EXERCISE TEXT →
Recently proposed regulations, like the bill put forward by Senator Baldwin in June, risk repeating past mistakes that will increase the cost of freight rail shipping, introduce poor investment incentives, and increase consumer prices. Instead of increasing the authority of the Surface Transportation Board (STB) to micromanage the freight rail industry, regulators should take a lesson from the past and consider reducing the STB’s authority thereby encouraging investments in efforts to boost productivity and safety.

The history of freight rail regulations can be described by what happened prior to and after the passage of the Staggers Act of 1980 when the industry was deregulated. Early on, regulations on freight rail had increased for a century, culminating in a near-total collapse of the industry. After the Staggers Act was passed, investments, productivity, and safety all dramatically increased while shipping prices fell.

Four recent proposals would expand regulators’ authority again including an executive order, a proposal from STB, and three pieces of legislation – The Freight Rail Shipping Fair Market Act, the Reliable Rail Service Act, and a bill introduced in June from Senator Baldwin. Each would increase STB’s authority over freight rail companies in harmful ways like regulations before the Staggers Act.

The proposal from the STB would increase its authority over revenue adequacy requirements. This would give the STB more control over freight rail prices based on its determination of a fair rate of return on a company’s investments. Like ‘rate of return regulations’ of the past, if a company invests more it is allowed to earn more, even if the investments aren’t useful. If this occurs, prices for shipping will rise, encouraging shippers to switch to trucks and other modes of freight transportation. Previously, this created a feedback loop. As prices increased shippers switched to trucks necessitating even higher prices, causing a death spiral for the freight rail industry in the 1970s and a run of bankruptcies.

[Stored data]
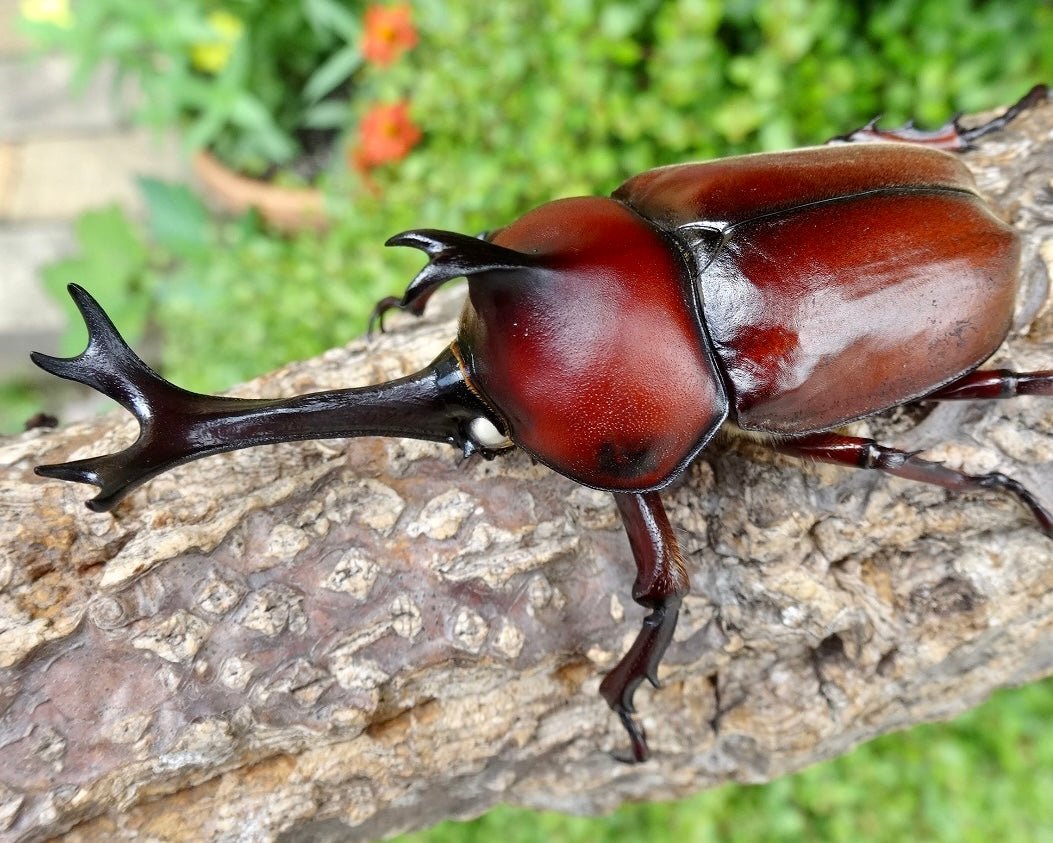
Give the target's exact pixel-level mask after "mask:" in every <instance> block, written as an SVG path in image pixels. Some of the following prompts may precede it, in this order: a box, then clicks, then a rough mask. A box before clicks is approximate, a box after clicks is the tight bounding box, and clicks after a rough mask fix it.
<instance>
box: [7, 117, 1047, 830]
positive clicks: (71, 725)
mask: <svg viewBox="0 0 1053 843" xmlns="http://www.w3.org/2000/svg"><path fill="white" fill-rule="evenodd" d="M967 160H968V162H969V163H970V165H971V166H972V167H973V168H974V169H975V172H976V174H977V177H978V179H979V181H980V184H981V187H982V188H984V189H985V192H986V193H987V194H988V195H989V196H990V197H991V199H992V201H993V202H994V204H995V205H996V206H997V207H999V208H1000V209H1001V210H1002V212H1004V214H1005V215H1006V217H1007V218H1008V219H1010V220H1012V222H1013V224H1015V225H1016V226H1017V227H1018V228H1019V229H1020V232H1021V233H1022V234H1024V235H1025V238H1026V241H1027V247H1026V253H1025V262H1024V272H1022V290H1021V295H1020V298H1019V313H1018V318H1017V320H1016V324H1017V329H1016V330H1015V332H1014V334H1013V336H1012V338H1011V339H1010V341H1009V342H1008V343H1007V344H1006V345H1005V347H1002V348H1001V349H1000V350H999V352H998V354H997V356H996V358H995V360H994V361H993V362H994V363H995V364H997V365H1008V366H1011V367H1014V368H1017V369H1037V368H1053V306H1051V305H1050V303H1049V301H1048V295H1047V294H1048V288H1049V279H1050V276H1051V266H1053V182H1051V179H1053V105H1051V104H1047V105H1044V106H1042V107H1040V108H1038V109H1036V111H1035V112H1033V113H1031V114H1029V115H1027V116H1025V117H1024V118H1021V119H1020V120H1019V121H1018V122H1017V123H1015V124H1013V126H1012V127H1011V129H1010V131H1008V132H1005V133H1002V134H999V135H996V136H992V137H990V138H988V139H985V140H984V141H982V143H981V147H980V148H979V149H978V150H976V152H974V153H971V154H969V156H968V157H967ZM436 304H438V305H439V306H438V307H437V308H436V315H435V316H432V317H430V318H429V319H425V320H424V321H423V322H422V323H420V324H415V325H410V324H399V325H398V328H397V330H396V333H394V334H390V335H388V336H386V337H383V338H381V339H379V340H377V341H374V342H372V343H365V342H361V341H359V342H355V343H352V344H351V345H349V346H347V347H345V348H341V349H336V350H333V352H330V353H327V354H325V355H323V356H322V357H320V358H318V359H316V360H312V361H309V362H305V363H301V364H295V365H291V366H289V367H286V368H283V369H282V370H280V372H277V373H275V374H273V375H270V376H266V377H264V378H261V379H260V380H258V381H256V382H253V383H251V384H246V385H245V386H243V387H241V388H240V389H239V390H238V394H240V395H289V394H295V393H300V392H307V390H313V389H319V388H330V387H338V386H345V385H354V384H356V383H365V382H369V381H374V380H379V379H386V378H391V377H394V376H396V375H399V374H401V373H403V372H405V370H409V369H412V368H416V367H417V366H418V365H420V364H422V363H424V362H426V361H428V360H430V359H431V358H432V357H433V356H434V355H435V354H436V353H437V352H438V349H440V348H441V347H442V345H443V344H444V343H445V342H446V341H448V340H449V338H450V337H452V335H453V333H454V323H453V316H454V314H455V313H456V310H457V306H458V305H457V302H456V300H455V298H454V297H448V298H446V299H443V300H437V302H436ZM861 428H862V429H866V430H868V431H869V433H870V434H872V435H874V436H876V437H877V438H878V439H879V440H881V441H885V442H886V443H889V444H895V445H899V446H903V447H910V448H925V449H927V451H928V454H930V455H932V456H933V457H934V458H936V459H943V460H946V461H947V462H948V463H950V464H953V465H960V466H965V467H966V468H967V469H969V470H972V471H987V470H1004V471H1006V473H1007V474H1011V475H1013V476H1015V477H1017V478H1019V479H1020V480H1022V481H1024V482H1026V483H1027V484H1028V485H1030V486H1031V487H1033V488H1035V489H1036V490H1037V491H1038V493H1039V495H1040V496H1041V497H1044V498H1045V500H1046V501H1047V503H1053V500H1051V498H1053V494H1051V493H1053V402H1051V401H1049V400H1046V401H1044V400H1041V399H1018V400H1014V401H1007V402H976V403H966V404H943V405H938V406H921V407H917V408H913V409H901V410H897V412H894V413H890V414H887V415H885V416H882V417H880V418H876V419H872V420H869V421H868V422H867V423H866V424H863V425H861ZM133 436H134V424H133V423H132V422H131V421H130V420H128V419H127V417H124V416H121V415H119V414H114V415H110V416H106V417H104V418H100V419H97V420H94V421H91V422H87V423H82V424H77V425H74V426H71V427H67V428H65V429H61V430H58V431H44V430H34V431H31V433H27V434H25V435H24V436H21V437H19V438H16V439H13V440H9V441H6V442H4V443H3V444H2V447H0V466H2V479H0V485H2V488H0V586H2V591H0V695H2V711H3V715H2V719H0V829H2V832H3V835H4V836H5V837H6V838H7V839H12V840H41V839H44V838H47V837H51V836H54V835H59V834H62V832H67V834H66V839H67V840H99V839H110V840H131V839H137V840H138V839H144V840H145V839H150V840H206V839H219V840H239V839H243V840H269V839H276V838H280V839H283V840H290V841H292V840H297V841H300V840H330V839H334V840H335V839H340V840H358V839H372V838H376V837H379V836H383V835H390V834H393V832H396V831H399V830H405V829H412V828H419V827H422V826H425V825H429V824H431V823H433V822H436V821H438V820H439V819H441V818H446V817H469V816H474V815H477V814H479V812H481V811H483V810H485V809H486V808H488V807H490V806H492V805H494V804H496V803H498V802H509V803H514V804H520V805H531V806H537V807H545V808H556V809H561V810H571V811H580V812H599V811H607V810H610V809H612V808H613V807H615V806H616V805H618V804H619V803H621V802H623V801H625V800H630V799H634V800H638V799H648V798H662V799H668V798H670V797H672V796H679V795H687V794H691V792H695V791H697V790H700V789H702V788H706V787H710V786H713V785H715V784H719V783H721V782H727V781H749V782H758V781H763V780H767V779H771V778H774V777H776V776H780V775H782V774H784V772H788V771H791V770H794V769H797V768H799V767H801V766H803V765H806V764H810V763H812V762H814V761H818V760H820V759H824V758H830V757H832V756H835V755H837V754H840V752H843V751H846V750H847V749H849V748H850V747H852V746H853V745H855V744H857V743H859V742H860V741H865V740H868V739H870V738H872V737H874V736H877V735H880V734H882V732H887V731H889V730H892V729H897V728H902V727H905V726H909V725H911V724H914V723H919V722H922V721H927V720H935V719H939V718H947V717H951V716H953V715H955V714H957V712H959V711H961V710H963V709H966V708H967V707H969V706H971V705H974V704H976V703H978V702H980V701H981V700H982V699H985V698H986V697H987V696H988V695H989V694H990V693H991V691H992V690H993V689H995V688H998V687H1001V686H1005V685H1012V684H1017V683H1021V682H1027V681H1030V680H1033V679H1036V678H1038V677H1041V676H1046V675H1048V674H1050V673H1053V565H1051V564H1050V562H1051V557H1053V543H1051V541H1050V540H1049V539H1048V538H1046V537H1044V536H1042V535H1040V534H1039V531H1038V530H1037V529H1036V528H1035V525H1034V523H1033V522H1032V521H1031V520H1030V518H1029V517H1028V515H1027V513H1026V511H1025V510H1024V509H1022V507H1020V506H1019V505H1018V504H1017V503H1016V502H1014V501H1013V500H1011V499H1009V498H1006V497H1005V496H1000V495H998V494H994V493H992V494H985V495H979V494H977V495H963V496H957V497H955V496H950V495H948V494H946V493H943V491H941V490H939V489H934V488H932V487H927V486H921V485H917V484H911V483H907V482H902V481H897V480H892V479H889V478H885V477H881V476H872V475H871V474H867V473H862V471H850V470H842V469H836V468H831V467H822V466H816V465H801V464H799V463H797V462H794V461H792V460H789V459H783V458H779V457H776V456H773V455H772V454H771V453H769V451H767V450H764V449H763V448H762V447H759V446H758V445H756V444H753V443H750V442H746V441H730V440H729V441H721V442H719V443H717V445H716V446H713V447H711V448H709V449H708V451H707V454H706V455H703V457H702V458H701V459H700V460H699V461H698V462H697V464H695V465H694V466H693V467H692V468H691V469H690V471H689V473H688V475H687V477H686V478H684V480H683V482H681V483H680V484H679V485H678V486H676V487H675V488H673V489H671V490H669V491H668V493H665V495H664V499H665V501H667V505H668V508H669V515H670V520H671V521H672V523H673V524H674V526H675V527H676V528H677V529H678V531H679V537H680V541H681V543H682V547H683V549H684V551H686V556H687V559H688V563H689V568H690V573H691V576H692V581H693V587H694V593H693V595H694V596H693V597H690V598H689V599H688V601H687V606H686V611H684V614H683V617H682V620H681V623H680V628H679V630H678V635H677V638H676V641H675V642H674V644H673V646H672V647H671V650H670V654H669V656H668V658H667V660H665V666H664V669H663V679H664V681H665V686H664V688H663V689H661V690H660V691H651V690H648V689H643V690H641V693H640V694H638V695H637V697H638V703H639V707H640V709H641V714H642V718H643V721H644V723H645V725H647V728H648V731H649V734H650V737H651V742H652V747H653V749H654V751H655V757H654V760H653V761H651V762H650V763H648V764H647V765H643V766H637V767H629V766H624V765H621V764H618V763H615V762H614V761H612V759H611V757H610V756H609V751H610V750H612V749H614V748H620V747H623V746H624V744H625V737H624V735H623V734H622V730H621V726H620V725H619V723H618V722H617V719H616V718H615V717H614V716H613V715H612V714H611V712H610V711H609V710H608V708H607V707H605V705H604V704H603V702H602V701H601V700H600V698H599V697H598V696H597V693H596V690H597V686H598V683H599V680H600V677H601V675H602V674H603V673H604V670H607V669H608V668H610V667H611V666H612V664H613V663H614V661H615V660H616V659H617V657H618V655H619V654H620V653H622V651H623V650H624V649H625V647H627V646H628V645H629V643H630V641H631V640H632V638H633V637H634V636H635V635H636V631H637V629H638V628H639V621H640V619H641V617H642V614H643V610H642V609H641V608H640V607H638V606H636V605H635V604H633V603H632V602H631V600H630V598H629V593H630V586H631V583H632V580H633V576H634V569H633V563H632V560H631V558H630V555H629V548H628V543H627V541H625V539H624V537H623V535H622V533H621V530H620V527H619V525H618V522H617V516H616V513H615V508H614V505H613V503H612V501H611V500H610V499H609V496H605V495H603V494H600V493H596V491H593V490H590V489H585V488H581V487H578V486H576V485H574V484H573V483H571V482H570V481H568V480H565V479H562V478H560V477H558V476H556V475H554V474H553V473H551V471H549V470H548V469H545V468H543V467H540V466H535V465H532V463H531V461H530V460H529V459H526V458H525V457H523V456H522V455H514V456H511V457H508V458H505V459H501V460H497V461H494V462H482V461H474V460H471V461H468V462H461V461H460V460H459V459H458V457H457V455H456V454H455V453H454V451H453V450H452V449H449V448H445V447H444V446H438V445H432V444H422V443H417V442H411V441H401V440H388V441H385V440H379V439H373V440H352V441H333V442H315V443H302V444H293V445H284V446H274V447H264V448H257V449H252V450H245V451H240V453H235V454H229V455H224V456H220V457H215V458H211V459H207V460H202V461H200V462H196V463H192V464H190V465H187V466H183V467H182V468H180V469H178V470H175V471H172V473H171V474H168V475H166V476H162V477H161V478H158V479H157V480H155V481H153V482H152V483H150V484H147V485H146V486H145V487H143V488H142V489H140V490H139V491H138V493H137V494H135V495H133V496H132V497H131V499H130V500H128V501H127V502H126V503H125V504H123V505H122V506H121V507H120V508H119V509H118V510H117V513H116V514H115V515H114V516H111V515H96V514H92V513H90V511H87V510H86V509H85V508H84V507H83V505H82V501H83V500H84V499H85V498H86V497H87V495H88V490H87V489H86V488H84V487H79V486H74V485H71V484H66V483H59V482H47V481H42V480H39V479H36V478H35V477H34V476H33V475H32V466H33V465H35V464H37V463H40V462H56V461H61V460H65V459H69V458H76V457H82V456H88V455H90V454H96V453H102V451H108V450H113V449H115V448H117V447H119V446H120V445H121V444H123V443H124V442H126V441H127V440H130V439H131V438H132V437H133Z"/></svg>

EXERCISE SET →
a) From the passage on freight rail regulation, reproduce word for word the part that opens with the words containing "The history of" and closes with "shipping prices fell.".
b) According to the passage on freight rail regulation, what did the Staggers Act of 1980 do to the freight rail industry?

OUTPUTS IN ORDER →
a)
The history of freight rail regulations can be described by what happened prior to and after the passage of the Staggers Act of 1980 when the industry was deregulated. Early on, regulations on freight rail had increased for a century, culminating in a near-total collapse of the industry. After the Staggers Act was passed, investments, productivity, and safety all dramatically increased while shipping prices fell.

b) It deregulated the industry.